*GOAL OF THE EXERCISE*:
Show each line of the material below that has the word "loose" in it, copied in full.

*INFORMATION SHOWN*:
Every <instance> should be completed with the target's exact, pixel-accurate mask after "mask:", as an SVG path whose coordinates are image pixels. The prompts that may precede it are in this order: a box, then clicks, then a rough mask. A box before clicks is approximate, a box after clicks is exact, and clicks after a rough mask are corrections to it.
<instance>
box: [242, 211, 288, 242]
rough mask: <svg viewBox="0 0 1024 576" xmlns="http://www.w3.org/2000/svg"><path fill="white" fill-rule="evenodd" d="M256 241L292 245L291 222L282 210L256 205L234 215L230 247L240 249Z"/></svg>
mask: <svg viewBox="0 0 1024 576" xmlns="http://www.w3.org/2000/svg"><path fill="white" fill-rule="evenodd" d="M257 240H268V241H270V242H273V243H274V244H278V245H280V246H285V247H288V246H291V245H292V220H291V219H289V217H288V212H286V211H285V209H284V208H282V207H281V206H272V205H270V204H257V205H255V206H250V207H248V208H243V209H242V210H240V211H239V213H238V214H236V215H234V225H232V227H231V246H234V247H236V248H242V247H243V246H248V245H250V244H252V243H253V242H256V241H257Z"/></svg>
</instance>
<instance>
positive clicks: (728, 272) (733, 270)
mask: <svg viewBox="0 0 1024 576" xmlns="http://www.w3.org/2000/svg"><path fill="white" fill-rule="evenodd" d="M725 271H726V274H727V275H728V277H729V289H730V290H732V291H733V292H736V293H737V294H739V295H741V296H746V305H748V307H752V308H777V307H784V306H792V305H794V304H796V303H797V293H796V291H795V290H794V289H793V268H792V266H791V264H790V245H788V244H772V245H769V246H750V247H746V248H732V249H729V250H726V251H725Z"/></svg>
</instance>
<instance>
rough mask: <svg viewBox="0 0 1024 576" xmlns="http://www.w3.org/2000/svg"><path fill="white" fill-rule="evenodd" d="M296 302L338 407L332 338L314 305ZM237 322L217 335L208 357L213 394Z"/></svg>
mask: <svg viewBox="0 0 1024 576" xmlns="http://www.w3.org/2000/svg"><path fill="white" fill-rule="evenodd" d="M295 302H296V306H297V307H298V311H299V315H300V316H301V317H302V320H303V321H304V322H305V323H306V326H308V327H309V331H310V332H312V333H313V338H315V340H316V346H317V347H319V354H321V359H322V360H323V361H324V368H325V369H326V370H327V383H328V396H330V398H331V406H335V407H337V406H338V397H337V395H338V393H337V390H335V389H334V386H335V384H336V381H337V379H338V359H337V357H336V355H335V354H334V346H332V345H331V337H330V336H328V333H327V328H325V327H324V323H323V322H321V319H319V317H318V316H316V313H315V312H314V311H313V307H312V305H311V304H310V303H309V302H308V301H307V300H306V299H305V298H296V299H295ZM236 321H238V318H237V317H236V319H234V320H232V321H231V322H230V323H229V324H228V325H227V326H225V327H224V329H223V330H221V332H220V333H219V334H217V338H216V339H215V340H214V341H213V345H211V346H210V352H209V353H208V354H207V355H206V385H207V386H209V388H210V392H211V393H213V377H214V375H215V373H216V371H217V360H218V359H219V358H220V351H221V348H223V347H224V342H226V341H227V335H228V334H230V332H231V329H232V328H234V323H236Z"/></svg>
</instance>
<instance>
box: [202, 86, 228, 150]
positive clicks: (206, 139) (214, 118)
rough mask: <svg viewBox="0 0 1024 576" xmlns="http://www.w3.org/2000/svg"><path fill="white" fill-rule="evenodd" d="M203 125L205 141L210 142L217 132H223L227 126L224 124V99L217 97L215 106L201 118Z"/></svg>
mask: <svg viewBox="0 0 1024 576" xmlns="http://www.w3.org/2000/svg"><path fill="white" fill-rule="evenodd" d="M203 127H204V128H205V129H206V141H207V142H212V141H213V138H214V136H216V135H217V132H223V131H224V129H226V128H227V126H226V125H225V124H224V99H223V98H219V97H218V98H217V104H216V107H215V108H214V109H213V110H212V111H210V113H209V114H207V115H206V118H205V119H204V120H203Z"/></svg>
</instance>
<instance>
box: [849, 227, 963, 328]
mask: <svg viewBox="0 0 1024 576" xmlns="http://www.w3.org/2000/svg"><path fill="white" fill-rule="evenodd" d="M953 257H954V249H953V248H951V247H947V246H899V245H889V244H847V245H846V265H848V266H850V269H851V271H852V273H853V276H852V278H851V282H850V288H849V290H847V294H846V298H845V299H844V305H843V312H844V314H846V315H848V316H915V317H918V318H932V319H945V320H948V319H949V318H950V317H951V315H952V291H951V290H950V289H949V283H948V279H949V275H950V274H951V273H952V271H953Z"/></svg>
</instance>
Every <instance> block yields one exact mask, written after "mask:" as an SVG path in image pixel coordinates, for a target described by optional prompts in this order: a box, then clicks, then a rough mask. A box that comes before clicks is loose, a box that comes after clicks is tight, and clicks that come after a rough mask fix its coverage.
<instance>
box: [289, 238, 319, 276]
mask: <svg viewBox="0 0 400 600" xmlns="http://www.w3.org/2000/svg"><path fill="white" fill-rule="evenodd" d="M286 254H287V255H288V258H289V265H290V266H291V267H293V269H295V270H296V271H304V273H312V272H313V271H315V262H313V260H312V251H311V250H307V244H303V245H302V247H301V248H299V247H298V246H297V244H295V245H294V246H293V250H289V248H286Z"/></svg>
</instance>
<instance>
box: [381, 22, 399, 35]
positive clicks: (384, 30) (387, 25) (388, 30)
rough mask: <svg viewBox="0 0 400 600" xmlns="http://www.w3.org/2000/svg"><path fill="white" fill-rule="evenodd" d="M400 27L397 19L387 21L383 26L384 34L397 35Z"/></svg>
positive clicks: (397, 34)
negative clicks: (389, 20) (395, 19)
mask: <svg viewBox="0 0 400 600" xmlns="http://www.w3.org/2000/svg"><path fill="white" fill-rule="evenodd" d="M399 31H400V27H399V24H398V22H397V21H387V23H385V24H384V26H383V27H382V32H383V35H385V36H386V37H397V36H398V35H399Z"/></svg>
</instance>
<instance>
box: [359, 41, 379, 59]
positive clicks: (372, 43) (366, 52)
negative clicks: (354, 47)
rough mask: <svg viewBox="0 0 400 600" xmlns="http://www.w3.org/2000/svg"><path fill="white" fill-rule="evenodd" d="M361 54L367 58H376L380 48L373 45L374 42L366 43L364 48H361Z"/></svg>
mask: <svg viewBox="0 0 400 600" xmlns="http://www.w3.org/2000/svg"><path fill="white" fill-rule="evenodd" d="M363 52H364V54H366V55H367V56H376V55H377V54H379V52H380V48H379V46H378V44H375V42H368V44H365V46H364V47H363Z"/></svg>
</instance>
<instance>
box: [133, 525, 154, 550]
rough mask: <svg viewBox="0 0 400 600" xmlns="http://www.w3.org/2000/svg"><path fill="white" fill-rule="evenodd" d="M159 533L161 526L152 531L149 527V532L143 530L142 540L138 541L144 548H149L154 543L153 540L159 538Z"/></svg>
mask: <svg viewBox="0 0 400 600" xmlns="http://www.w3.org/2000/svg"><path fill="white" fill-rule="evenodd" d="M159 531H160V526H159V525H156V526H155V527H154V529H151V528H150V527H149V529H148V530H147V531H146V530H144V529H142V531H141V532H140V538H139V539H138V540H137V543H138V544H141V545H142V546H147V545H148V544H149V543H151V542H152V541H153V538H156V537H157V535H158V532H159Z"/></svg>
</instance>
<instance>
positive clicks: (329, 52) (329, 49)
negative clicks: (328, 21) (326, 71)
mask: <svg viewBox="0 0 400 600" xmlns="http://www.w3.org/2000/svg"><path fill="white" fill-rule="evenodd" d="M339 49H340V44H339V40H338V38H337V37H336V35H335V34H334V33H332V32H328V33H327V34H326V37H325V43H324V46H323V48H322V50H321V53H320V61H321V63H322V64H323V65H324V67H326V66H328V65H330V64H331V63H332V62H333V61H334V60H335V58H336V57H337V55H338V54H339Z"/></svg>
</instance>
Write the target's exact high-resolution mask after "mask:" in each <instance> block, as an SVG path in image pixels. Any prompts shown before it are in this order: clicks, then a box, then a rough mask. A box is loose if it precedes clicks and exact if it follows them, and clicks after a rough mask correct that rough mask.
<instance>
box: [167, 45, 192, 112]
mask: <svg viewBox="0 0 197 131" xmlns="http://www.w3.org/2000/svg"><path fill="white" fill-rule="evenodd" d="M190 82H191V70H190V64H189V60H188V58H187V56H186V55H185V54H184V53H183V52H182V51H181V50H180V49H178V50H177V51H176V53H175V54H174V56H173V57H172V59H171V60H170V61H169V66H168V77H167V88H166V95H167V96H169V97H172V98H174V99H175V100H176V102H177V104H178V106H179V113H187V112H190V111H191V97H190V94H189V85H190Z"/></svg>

*RESULT OF THIS TASK*:
Every <instance> block yields one exact mask, written after "mask:" as an SVG path in image pixel coordinates, for a target described by optional prompts in this order: a box, then clicks, then a rough mask. A box that comes before clicks is loose, a box that comes after clicks is tight, and clicks that come after a rough mask fix its coverage.
Write the target's exact high-resolution mask after "mask:" in each <instance> block, as an SVG path in image pixels. Any prompts shown before it are in this order: clicks, then a box, then a rough mask. A box is loose if it precedes clicks and exact if it follows them, and clicks after a rough mask correct that rough mask.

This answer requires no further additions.